Work instructions: Output the entries word for word. Omit images.

Referring expression data:
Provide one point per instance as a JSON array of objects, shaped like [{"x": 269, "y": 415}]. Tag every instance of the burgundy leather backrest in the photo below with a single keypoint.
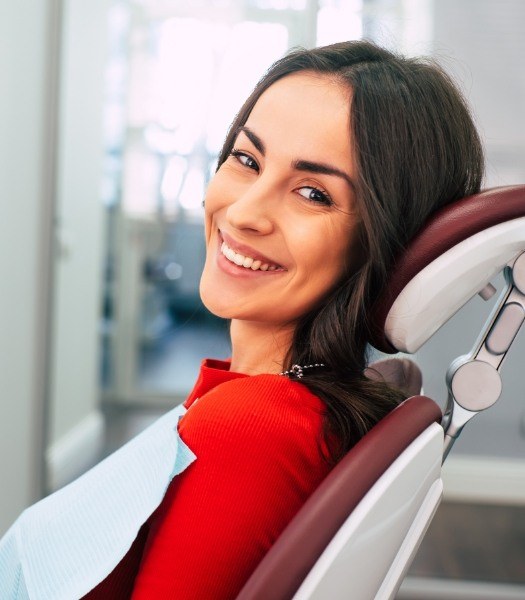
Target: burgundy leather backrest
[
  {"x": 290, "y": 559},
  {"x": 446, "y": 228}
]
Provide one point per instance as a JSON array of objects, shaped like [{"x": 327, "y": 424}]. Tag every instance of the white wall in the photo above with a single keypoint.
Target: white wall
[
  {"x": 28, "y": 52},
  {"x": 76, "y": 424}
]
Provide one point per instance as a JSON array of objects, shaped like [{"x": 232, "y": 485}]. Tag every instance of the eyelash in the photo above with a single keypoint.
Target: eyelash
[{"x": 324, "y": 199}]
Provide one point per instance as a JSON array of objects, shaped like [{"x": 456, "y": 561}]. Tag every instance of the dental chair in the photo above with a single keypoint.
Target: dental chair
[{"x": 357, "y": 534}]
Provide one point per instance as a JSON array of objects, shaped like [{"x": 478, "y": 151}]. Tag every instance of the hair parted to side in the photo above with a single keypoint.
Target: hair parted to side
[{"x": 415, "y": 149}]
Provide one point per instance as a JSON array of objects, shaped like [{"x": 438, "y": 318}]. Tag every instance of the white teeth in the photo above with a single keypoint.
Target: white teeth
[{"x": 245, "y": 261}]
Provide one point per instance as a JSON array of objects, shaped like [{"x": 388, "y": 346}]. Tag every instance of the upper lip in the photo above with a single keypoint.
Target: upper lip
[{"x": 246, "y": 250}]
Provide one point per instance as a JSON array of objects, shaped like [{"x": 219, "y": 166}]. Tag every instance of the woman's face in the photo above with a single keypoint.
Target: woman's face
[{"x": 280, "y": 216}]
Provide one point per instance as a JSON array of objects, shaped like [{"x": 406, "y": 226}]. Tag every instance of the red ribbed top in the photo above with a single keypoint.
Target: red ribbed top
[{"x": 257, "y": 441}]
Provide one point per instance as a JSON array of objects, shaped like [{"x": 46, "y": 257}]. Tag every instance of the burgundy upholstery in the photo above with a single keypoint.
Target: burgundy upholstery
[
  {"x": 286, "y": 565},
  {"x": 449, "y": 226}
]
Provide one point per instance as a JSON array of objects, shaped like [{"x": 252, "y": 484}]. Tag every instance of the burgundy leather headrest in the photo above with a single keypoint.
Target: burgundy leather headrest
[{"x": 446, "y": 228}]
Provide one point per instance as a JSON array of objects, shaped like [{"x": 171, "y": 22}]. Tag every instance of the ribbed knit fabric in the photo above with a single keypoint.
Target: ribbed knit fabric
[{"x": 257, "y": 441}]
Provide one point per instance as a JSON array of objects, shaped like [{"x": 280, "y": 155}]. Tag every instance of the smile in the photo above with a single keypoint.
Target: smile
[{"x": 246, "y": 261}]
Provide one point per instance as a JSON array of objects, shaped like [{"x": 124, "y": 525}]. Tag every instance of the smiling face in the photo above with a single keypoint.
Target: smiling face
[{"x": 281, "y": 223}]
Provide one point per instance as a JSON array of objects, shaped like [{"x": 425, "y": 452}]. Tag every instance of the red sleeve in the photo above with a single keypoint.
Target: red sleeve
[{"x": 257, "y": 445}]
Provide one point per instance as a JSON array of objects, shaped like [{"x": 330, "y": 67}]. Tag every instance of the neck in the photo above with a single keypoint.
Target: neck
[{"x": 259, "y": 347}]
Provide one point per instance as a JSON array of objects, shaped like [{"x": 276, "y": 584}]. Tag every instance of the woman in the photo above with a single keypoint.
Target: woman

Response area:
Provide one point per instance as a JSON array of objects, shaped like [{"x": 269, "y": 415}]. Tag every instance of the burgundy leather backrest in the photo below with a single keypoint.
Target: burgundy leather backrest
[
  {"x": 290, "y": 559},
  {"x": 446, "y": 228}
]
Provide one point per instance as a JSON array of objects, shaped like [{"x": 327, "y": 424}]. Tag every instance of the white wall in the photo above with a single keypoint.
Target: white wall
[
  {"x": 28, "y": 52},
  {"x": 76, "y": 424}
]
Provide one point per instance as a JSON array of objects, shaped like [{"x": 232, "y": 485}]. Tag every instance of the eyelash in the photo above with a single keypoint.
Target: eyelash
[{"x": 324, "y": 199}]
Provide one point per instance as a JSON array of objects, shaped like [{"x": 456, "y": 561}]. Tag every instance of the dental chair in the photo above with a single keypoint.
Target: dental chair
[{"x": 357, "y": 534}]
Provide one point per instance as a JSON array of objects, shaped like [{"x": 478, "y": 151}]. Tag every instance of the hair parted to side in the photo above with a single keypoint.
Target: hair parted to side
[{"x": 415, "y": 149}]
Provide one point per instance as a JSON array of objects, shaped like [{"x": 438, "y": 318}]. Tag every instance of the white teeth in the photo above with a single keypoint.
Target: white teeth
[{"x": 245, "y": 261}]
Provide one point per instance as a JSON array of objects, shaped like [{"x": 388, "y": 346}]. Tag every instance of the upper lip in the photo above with a single keypoint.
Target: upper lip
[{"x": 246, "y": 250}]
Provide one point per instance as a JSON array of objects, shaped like [{"x": 219, "y": 166}]. Tag every instance of the woman's face in the photo above with a single keypoint.
Target: woman's face
[{"x": 280, "y": 216}]
Provide one point per instance as a JSON array of objects, shaped like [{"x": 406, "y": 226}]. Tag every instance of the red ribbed top in the photo above with a single keypoint.
Target: red ribbed top
[{"x": 257, "y": 441}]
Provide one point per instance as a JSON array of objects, shaped like [{"x": 46, "y": 257}]. Tag every instance of the burgundy upholstery in the photo above with a single keypoint.
Target: burgundy upholstery
[
  {"x": 286, "y": 565},
  {"x": 449, "y": 226}
]
Provide one point per instance as a JSON array of objects, shaped like [{"x": 252, "y": 484}]. Tag every instance of the burgundy leather headrest in the photo above with a single keypoint.
Target: burgundy leather headrest
[{"x": 446, "y": 228}]
Provide one point per instance as a JSON array of objects, shaped like [{"x": 171, "y": 22}]. Tag every instance of the ribbed knit fabric in the photo above with a single keypoint.
Target: ribbed knit fabric
[{"x": 257, "y": 441}]
Provide one point per instance as a JSON array of objects, shaped like [{"x": 280, "y": 155}]. Tag every instance of the smile in the photo above with a single keypoint.
Target: smile
[{"x": 246, "y": 261}]
Provide one point per instance as a JSON array of objects, shaped like [{"x": 124, "y": 525}]. Tag every instance of the smiling face in the photo above with a single keypoint.
Target: smiling face
[{"x": 281, "y": 223}]
Provide one point per instance as a JSON array of objects, shaped like [{"x": 425, "y": 452}]. Tag every instance of the red sleeve in the photo above with a single keypoint.
Target: red sleeve
[{"x": 257, "y": 445}]
Provide one point per instance as a JSON array of objects, shaped like [{"x": 330, "y": 67}]. Tag every instance of the neck in the photo above with a single keypoint.
Target: neck
[{"x": 259, "y": 347}]
Provide one point per instance as a JSON array of objects, shaped like [{"x": 276, "y": 584}]. Tag every instance of the woman in the photo above with a single keypoint.
Target: woman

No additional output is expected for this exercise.